Referring expression grounding data:
+++

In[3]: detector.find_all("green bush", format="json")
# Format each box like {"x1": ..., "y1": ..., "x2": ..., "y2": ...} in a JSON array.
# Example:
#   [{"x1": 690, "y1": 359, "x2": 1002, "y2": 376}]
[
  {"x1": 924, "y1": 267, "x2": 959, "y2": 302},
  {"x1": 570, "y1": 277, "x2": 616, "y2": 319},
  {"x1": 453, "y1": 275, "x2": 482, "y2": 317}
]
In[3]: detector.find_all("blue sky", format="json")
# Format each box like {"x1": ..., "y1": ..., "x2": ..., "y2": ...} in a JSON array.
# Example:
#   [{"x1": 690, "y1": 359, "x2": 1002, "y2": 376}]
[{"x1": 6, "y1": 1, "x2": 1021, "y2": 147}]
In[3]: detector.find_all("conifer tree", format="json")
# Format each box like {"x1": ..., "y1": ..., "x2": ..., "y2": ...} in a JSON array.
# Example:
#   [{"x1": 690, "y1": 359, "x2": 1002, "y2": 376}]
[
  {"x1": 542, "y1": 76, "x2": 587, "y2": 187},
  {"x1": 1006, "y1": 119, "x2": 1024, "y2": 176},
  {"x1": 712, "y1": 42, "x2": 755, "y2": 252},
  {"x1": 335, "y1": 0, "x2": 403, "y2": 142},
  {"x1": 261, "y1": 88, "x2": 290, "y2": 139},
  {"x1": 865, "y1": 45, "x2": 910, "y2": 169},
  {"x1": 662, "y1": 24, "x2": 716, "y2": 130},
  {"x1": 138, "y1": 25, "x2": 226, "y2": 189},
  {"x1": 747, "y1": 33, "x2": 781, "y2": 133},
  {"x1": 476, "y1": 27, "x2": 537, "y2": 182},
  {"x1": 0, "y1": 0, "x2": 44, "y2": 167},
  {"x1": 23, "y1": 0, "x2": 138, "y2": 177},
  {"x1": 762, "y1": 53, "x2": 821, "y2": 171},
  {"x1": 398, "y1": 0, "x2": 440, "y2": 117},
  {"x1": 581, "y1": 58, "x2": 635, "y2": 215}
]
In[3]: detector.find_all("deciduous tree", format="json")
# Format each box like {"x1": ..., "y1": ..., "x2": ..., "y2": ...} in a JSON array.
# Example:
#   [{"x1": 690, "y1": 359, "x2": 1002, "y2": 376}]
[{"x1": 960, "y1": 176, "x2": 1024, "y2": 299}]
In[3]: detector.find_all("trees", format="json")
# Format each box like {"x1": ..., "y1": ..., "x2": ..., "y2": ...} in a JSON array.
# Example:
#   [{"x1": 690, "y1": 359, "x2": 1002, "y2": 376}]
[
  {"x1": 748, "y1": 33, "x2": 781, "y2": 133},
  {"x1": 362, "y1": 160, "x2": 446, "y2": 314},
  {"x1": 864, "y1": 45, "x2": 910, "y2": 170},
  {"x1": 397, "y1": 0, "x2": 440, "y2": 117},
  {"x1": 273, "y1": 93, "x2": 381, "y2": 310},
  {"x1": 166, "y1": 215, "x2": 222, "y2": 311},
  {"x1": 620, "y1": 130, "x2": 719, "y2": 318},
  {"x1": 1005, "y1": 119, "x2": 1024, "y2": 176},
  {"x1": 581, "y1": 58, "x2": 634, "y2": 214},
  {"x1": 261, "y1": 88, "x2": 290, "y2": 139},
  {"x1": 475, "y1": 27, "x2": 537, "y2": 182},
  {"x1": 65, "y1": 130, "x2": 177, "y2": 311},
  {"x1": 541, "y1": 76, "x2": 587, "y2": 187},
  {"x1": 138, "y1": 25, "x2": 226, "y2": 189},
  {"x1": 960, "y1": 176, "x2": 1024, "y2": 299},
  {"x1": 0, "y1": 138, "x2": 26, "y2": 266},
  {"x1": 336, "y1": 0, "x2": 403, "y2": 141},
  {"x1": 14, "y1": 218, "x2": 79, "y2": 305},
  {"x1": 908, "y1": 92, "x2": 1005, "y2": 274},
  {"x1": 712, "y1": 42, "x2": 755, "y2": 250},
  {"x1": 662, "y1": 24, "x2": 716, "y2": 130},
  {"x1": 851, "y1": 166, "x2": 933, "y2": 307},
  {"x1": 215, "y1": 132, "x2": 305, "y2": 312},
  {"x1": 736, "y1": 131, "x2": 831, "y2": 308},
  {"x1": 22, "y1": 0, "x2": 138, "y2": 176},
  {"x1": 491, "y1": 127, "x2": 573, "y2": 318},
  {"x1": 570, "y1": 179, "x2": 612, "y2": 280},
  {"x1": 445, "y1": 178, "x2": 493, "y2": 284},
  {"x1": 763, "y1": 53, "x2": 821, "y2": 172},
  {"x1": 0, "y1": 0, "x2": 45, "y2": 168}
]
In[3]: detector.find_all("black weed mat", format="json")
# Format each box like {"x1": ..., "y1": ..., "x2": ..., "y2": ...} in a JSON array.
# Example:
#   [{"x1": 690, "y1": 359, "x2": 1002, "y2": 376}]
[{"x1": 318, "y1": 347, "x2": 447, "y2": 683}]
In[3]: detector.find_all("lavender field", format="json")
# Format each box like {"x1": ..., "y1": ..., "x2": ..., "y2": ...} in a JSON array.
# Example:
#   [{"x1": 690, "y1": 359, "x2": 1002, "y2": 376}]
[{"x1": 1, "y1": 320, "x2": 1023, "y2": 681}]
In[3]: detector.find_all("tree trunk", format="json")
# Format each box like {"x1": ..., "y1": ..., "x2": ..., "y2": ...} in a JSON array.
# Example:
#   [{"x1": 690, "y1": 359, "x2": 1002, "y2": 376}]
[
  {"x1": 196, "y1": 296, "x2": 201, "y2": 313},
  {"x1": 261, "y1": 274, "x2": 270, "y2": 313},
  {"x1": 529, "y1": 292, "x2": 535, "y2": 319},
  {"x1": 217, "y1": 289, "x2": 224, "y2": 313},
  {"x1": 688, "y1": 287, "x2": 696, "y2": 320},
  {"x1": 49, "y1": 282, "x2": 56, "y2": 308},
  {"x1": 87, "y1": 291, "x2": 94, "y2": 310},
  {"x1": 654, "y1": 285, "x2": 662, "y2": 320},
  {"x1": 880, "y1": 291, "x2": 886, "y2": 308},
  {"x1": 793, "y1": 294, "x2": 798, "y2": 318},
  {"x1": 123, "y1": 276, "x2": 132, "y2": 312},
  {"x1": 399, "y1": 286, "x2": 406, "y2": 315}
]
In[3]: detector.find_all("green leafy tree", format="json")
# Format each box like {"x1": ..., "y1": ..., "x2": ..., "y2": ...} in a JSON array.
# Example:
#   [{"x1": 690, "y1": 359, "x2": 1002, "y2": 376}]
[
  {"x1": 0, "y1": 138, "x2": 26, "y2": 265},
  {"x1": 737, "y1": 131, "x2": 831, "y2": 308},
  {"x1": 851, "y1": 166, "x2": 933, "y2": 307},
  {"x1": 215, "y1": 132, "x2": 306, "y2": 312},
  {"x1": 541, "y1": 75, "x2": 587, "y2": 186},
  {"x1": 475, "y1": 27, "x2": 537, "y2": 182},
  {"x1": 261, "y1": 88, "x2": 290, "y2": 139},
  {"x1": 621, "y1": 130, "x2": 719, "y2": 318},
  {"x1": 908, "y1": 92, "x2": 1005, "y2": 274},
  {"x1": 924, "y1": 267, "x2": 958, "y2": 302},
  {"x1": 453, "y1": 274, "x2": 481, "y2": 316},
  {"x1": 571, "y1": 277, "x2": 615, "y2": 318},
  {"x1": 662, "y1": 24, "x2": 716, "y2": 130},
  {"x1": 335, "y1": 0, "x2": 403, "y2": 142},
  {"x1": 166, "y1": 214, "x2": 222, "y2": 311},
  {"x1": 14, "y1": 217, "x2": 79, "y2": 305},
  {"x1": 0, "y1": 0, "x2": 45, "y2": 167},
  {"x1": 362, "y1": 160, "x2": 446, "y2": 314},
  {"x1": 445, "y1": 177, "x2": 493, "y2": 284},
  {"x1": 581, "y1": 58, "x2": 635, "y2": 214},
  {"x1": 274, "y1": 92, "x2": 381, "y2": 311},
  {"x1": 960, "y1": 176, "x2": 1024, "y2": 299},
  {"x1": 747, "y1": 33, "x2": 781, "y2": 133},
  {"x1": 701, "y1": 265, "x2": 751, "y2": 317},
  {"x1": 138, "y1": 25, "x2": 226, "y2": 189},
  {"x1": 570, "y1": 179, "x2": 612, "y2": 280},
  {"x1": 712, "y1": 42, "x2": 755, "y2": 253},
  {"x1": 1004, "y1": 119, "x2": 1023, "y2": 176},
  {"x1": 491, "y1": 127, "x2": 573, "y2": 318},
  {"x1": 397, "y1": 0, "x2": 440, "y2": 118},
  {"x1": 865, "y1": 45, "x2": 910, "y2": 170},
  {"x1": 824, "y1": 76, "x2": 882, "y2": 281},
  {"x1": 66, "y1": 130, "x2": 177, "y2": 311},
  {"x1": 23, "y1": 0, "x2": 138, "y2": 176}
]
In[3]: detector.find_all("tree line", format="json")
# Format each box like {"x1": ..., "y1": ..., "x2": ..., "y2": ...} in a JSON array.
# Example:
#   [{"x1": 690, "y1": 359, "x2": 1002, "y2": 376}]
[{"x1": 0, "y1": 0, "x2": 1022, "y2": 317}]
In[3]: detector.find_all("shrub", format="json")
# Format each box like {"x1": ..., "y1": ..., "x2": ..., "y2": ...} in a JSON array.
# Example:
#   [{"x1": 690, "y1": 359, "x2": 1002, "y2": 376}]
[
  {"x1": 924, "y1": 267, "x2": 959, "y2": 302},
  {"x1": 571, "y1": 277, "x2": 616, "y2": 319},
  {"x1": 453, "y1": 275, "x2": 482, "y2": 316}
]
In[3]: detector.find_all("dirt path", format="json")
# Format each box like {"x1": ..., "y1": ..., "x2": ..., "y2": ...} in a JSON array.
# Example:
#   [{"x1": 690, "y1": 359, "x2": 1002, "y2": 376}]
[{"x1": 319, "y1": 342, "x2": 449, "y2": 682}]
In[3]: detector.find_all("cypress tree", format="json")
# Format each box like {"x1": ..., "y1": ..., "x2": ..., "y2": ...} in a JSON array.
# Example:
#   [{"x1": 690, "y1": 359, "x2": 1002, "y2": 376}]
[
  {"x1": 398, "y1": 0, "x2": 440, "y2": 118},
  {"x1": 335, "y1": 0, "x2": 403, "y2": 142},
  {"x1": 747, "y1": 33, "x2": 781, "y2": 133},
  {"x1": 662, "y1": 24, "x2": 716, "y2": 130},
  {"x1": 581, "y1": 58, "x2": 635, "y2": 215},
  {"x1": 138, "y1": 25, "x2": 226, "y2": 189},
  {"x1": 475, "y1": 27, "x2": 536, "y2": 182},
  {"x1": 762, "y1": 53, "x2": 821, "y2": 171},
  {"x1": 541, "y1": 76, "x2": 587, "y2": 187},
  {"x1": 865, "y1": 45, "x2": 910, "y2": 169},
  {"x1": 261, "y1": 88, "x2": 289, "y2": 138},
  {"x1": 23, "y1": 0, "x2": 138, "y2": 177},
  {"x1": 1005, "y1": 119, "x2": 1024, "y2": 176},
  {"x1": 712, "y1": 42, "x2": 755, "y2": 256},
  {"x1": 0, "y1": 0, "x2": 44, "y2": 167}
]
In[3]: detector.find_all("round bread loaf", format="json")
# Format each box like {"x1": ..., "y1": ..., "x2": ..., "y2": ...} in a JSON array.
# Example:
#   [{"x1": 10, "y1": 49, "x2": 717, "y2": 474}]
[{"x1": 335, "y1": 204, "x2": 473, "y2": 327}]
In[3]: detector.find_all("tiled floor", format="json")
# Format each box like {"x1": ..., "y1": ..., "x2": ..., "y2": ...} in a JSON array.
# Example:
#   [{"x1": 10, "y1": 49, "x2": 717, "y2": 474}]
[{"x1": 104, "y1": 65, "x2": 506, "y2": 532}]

+++

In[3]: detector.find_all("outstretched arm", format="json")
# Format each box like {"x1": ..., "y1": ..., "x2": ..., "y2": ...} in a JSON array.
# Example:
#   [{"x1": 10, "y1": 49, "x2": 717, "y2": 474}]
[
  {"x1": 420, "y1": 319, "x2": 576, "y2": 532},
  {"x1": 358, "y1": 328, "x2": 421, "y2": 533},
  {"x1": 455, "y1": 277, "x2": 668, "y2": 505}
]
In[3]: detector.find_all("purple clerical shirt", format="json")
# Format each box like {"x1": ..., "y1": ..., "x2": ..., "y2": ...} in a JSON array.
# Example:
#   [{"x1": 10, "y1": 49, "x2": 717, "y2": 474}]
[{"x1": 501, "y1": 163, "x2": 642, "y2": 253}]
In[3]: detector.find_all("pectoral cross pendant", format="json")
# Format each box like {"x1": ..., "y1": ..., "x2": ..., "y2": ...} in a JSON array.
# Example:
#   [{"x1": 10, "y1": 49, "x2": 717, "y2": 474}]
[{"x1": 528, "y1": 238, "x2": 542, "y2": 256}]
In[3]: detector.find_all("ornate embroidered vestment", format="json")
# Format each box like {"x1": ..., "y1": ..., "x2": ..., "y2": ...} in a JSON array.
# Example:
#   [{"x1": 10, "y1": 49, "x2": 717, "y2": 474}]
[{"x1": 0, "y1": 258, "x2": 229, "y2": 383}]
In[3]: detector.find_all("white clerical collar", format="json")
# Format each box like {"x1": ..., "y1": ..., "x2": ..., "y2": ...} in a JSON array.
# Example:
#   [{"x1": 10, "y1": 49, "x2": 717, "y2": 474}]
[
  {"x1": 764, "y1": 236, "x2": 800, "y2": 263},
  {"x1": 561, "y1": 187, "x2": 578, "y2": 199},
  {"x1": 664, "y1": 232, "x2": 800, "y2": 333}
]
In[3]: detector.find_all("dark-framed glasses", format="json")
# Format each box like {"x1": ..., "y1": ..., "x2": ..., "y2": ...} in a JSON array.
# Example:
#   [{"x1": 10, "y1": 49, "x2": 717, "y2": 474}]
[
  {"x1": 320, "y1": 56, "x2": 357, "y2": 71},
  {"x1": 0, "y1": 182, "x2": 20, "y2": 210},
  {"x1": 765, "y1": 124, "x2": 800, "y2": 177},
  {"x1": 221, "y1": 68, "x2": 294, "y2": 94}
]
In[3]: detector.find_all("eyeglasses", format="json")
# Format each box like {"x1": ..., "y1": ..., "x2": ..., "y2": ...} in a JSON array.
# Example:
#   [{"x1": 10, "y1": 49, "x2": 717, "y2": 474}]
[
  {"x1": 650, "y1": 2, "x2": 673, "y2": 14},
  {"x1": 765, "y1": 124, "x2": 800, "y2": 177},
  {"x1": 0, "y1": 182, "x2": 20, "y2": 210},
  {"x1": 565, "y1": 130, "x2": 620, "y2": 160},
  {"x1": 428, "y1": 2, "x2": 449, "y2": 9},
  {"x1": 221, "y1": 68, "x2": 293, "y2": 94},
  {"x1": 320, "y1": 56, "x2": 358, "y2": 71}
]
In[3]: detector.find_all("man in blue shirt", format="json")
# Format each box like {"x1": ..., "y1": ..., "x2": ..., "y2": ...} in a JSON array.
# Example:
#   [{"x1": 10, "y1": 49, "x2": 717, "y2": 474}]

+++

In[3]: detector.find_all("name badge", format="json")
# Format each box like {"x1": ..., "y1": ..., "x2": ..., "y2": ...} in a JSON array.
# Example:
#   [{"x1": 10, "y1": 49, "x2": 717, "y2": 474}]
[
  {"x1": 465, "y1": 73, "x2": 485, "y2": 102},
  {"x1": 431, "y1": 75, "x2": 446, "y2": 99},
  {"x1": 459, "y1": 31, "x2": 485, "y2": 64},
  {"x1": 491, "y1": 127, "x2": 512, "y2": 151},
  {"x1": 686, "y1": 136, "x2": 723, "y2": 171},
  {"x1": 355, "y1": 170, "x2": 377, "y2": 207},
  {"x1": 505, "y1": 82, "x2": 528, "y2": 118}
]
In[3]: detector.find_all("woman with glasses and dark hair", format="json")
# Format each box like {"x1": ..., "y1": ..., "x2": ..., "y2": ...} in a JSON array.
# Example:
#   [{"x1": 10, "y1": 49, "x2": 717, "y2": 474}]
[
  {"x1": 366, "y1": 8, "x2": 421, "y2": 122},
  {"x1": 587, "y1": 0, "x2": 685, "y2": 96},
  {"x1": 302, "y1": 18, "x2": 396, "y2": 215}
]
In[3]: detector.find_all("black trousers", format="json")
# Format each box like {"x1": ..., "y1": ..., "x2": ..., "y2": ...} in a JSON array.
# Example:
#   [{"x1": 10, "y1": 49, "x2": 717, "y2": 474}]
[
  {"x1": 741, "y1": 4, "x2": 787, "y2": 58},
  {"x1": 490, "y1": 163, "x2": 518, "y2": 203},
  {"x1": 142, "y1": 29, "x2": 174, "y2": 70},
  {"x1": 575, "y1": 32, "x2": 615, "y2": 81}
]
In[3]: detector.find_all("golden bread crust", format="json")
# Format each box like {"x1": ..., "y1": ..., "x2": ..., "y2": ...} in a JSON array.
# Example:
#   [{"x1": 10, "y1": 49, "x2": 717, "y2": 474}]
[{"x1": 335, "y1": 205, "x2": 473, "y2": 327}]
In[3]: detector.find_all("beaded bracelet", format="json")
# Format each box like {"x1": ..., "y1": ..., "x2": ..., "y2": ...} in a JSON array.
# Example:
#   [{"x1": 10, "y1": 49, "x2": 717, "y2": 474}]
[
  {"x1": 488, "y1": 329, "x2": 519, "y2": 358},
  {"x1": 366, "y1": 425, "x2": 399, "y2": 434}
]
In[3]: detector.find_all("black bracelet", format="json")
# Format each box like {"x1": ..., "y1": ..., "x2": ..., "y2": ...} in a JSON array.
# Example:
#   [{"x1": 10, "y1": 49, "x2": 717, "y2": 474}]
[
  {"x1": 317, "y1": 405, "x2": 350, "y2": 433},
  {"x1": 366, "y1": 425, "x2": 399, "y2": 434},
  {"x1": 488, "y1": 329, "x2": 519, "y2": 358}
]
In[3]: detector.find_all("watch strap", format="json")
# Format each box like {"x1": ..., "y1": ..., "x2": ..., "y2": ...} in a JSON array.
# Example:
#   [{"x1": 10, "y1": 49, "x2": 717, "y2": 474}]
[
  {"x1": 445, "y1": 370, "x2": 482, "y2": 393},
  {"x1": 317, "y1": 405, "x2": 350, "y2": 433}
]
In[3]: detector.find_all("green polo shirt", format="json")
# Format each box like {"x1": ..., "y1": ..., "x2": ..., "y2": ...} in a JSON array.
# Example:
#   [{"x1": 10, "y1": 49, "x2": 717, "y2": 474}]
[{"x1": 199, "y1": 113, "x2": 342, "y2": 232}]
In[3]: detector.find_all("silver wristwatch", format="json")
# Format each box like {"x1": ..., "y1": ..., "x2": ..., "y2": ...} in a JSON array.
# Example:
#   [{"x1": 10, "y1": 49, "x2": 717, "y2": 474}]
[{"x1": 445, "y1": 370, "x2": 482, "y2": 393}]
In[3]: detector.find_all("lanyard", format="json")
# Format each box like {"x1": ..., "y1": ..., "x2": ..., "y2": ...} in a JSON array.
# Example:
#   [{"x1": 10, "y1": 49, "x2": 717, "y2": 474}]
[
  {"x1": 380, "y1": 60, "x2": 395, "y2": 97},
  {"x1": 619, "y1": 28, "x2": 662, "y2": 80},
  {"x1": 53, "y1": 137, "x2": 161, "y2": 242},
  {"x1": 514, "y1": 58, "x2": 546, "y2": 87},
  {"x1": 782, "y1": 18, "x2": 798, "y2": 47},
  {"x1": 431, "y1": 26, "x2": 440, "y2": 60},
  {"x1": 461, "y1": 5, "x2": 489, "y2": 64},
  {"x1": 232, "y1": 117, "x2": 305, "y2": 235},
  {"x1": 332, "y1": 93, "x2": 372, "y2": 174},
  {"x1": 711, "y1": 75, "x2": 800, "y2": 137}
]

+++

- Task statement -
From the data above, gather every line that includes the word "clerical".

- Written response -
In[3]: detector.find_all("purple clerical shirt", format="json")
In[3]: detector.find_all("white clerical collar", format="json")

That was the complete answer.